## Exercise data

=== Begin Enclosure ===

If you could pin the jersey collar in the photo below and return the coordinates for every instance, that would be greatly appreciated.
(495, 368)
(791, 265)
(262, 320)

=== End Enclosure ===
=== Begin Enclosure ===

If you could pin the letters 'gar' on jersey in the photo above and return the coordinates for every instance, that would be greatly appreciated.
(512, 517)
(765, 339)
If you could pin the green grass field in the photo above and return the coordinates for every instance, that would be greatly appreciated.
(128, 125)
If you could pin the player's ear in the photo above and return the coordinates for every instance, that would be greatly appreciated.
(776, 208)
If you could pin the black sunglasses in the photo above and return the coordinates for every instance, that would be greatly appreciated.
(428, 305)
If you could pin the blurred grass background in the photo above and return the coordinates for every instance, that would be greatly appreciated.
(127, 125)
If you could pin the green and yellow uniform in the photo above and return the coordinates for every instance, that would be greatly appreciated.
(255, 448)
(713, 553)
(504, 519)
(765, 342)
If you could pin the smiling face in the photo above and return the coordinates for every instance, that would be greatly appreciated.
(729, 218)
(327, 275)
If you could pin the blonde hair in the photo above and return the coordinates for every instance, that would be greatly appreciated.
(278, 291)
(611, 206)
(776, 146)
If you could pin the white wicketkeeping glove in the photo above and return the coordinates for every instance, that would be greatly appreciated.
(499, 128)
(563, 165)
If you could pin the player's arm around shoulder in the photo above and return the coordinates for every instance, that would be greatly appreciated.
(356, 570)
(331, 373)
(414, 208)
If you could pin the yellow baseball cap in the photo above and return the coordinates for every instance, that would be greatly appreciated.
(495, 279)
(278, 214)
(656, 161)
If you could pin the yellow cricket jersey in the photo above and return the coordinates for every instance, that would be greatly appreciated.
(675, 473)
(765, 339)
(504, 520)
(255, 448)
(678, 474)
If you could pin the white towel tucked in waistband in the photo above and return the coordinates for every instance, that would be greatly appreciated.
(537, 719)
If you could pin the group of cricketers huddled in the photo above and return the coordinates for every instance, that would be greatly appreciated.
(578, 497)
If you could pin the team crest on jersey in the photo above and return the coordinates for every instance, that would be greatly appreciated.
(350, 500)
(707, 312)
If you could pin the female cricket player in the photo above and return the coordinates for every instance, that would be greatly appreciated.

=== End Enclosure ===

## Directions
Taking the entries above, write out exactly the lines starting with the line containing "If you could pin the group" and going on through the line containing "If you could pin the female", both included, and nothing else.

## Solved problem
If you could pin the group of cricketers huddled in the photo above and return the coordinates for every instance, that would be greatly appreciated.
(578, 497)
If you could pin the team crest on jersey in the photo above and return the coordinates for every instance, that would be greatly appreciated.
(350, 500)
(707, 312)
If you could pin the female cricket player in the photo above and return the coordinates for every instance, that would be greatly appreciated.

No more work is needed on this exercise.